■ Complete the following:
1. Reproduce the passage about catching a late-night train in Lincoln word for word, from "I had been drinking" up to and including "four a.m. train.".
2. Decide whether each statement agrees with the passage about catching a late-night train in Lincoln. Answer yes or no for each, and quote the words of the passage that settle it.
(a) The narrator left the apartment at 2:45 for a train that was supposed to leave at four a.m.
(b) The narrator bought groceries before leaving.
(c) Other cars were out on the drive to the Haymarket.
3. Continue the passage about catching a late-night train in Lincoln, starting after its final sentence.

I had been drinking some the night that my train was due to leave; it was Spring Break and Lincoln was cold and quiet. I went home at one in the morning and ate leftover Dominoes for dinner. I had run out of groceries the day before and didin't feel like grocery shopping for two days worth of food; though I'm sure the cheap frozen processed shit I like to buy would have kept for the four days that I was gone. I showered, packed my briefcase with five sweaters, five pears of pants and underwear, toothpaste/brush, deodorant, astringent. I filled my backpack with Jane Smiley's "A Thousand Acres", a notebook, and the Sunday Times, and was out of my apartment at 2:45 for what was supposed to be a four a.m. train.
It was cold and damp and while not quite foggy the air was certainly hanging low. My van was the only sign of life on the drive to the Haymarket where sits the Amtrack "station".

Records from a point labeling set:
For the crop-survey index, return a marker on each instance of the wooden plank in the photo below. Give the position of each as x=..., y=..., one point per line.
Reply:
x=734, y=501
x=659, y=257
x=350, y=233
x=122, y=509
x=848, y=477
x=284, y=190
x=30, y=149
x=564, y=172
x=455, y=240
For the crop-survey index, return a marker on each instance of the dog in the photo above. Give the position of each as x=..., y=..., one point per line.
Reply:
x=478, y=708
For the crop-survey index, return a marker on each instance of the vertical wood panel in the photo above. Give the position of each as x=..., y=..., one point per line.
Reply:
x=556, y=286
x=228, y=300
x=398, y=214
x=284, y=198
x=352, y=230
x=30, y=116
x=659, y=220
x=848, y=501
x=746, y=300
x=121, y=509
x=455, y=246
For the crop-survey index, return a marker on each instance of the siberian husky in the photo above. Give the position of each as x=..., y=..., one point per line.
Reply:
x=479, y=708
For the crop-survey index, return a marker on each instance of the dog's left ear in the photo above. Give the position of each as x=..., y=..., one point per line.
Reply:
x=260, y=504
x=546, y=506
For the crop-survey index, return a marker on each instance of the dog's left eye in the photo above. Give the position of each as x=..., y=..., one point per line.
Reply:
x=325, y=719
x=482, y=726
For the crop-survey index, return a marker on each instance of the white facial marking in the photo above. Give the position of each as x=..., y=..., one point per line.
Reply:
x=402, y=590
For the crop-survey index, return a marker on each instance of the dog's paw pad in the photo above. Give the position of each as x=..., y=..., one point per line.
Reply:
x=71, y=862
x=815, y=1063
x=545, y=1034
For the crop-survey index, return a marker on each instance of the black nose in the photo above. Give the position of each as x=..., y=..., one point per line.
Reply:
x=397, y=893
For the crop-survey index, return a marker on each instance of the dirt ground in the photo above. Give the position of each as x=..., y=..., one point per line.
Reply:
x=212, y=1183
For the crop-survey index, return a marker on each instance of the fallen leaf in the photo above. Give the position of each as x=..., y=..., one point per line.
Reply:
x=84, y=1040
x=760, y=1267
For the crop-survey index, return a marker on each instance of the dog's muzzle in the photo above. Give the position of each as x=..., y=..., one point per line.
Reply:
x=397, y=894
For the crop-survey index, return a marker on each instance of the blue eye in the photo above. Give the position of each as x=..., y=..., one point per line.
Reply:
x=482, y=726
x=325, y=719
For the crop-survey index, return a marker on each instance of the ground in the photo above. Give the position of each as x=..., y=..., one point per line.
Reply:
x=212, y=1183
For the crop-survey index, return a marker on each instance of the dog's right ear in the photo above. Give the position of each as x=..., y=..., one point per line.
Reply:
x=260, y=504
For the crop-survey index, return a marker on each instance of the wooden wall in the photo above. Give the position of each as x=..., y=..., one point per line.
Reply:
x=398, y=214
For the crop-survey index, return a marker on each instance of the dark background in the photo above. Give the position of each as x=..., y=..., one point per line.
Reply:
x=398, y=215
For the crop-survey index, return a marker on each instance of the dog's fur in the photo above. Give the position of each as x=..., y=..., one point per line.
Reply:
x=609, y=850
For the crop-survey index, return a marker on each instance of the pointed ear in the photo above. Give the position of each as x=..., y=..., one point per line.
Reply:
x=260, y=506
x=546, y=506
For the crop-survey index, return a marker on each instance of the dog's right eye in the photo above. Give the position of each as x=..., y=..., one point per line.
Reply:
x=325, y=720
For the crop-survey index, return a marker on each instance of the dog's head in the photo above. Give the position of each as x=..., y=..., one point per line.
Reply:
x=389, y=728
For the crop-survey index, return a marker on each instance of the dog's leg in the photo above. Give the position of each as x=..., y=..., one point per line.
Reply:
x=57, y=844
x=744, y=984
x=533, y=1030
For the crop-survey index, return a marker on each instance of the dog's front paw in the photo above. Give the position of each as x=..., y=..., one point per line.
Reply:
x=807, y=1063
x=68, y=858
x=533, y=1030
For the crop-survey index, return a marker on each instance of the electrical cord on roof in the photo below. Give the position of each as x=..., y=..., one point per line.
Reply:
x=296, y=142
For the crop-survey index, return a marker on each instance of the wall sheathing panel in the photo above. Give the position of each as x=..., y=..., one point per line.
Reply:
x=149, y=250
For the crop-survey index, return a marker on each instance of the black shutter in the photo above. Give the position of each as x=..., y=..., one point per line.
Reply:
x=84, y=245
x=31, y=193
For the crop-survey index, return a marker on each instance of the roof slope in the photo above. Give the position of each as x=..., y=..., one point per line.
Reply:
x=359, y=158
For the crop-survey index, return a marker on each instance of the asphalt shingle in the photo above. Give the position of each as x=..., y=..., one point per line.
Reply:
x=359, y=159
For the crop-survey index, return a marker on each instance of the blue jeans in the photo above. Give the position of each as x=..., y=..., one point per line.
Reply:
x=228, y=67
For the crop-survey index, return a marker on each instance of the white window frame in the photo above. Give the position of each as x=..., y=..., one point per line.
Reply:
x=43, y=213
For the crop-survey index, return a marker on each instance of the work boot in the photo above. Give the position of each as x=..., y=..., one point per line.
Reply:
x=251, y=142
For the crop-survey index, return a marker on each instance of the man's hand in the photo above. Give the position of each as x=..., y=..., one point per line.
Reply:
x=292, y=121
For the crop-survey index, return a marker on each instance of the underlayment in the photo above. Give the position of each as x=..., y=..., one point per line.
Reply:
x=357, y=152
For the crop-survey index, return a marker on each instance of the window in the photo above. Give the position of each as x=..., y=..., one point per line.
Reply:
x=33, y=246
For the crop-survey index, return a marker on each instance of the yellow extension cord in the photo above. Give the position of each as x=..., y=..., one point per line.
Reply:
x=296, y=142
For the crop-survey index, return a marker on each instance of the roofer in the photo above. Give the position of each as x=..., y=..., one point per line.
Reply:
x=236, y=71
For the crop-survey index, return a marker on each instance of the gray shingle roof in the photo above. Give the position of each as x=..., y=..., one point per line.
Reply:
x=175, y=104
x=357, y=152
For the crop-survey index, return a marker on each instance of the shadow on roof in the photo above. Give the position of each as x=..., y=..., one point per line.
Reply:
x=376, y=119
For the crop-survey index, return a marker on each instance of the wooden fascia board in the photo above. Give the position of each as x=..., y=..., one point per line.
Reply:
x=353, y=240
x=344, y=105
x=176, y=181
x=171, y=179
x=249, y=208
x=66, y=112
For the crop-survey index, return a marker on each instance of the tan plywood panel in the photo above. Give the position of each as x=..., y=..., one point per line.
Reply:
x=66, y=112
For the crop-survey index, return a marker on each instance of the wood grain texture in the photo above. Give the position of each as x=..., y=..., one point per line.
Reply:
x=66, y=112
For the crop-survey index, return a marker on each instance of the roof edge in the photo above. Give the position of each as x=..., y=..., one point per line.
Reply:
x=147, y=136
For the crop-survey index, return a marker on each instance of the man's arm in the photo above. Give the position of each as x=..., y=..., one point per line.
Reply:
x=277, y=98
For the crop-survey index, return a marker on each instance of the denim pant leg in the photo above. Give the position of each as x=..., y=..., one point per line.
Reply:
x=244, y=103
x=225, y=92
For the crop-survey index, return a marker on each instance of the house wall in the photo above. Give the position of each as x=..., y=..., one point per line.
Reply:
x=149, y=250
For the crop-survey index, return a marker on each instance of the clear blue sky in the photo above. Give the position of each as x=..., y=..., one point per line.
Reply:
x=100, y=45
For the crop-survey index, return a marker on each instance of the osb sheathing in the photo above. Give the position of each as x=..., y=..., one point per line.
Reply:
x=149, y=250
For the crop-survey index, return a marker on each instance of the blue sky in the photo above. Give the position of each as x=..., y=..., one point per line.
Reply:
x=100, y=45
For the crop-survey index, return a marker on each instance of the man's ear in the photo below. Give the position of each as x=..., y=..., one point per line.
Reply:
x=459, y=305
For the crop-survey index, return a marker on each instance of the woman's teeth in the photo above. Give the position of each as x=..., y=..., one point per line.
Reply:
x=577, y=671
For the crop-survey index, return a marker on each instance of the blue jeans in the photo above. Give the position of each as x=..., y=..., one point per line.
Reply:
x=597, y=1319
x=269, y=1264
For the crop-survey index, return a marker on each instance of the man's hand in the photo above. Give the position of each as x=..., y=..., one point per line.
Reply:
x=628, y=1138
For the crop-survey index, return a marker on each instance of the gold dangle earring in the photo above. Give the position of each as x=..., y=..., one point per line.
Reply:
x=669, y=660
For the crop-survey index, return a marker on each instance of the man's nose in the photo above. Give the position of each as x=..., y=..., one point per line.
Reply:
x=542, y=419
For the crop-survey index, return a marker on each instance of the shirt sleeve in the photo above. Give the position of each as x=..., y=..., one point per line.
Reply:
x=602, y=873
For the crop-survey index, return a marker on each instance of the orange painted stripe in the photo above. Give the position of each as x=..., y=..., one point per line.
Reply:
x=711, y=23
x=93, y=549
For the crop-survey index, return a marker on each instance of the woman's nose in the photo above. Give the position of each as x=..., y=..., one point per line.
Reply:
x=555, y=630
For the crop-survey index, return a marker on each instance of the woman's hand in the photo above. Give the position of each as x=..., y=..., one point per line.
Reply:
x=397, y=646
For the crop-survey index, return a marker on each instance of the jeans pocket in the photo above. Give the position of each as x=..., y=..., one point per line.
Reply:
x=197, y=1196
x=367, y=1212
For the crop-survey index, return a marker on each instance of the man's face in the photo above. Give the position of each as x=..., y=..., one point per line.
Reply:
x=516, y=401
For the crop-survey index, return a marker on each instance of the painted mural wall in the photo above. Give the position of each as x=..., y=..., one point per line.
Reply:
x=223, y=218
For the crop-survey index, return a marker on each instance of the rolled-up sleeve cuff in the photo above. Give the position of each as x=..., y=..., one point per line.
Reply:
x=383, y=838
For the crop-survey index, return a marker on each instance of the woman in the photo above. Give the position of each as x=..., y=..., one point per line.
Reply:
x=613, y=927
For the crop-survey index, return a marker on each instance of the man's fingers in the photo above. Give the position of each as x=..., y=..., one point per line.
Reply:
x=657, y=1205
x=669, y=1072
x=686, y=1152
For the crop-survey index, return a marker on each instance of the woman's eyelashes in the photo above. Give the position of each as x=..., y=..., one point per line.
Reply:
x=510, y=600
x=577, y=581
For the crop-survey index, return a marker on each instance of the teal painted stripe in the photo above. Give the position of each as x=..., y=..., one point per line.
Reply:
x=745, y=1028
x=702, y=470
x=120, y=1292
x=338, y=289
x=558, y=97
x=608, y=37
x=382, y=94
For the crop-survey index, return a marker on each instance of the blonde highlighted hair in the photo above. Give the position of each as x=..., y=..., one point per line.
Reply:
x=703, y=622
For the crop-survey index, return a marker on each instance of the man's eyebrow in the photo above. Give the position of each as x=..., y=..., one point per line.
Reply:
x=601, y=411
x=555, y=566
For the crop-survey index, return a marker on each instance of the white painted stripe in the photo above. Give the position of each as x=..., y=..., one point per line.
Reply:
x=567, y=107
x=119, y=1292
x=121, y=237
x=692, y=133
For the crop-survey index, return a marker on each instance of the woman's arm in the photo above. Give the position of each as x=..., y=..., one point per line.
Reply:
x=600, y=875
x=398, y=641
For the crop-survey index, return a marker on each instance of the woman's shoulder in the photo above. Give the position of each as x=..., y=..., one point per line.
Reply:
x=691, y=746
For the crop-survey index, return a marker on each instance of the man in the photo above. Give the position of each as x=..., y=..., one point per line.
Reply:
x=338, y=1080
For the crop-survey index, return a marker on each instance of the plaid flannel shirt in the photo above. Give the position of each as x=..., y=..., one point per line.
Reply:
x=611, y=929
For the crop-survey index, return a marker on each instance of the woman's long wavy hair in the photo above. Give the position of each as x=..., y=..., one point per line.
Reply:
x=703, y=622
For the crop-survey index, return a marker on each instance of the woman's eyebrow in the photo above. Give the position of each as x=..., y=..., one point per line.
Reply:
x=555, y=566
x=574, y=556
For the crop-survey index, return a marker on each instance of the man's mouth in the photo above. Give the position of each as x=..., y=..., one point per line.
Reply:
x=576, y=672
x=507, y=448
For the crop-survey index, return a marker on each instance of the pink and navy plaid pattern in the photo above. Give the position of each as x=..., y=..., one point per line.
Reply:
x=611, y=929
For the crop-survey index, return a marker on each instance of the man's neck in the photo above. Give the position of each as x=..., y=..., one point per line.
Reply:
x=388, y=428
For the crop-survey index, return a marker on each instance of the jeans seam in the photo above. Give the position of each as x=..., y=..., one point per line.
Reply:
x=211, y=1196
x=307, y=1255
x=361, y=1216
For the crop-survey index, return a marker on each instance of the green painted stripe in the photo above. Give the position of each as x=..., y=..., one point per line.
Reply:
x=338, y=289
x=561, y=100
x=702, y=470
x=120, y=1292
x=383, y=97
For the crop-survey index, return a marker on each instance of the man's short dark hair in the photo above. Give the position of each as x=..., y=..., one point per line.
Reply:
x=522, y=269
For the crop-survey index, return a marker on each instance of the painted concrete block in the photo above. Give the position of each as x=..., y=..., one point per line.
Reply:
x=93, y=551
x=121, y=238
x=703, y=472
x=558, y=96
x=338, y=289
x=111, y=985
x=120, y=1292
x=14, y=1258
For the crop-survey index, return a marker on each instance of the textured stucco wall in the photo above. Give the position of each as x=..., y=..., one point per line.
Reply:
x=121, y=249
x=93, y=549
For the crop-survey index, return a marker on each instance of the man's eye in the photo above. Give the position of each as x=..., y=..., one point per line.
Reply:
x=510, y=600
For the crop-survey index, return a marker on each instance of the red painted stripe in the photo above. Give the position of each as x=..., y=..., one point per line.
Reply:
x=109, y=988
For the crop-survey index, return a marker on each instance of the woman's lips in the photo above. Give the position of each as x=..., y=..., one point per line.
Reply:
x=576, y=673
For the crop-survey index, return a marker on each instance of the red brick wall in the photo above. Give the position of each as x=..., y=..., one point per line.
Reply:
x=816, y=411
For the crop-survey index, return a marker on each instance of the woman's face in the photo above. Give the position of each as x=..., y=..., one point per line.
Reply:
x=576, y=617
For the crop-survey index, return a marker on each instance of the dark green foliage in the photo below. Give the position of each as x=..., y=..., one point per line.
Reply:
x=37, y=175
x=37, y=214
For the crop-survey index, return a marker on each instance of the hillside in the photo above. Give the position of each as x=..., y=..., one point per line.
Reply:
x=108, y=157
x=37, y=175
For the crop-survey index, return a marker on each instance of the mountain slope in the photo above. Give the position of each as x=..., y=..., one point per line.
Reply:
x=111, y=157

■ Expected responses:
1.
I had been drinking some the night that my train was due to leave; it was Spring Break and Lincoln was cold and quiet. I went home at one in the morning and ate leftover Dominoes for dinner. I had run out of groceries the day before and didin't feel like grocery shopping for two days worth of food; though I'm sure the cheap frozen processed shit I like to buy would have kept for the four days that I was gone. I showered, packed my briefcase with five sweaters, five pears of pants and underwear, toothpaste/brush, deodorant, astringent. I filled my backpack with Jane Smiley's "A Thousand Acres", a notebook, and the Sunday Times, and was out of my apartment at 2:45 for what was supposed to be a four a.m. train.

2.
(a) Yes: "was out of my apartment at 2:45 for what was supposed to be a four a.m. train."
(b) No: "I had run out of groceries the day before and didin't feel like grocery shopping for two days worth of food"
(c) No: "My van was the only sign of life on the drive to the Haymarket"

3.
Those who worry about federal tax dollars going down the drain for Amtrak should rest easy. It's hard to see where any money is actually being spent. Beyond the coasts, where large cities are packed in close to each other and maintaining the ludicrous ideal that the automobile is the horse of the modern knight is more of a headache than it's worth for many people, the Amtrak service is notoriously shitty. Cities like Salt Lake, Denver (Lincoln and Omaha) get only one train going east and one train going west per day, the California Zephyr, stopping in all of these places at odd inconvenient hours. If you take this as a sign that Amtrak money is going to waste instead of a sign that there is hardly any money involved to waste, well different minds work in different ways.
I arrived at the station and bought my ticket at three for a train I was now told would arrive at six, and then six thirty. I walked outside, realized that the nearest place to get coffee at this hour was eight blocks away, and stood dumbly for awhile, I was starting to feel quite drowsy but would have had to have been much more so to sleep on the narrow thin-padded chairs in the Amtrak waiting room. The thick air was carrying some kind of terrible smell from either the countryside to the west or the standing snowmelt in the Salt Creek floodplain. I eventually went back in and got a Mountain Dew from the vending machine, than I sat down with my Smiley book.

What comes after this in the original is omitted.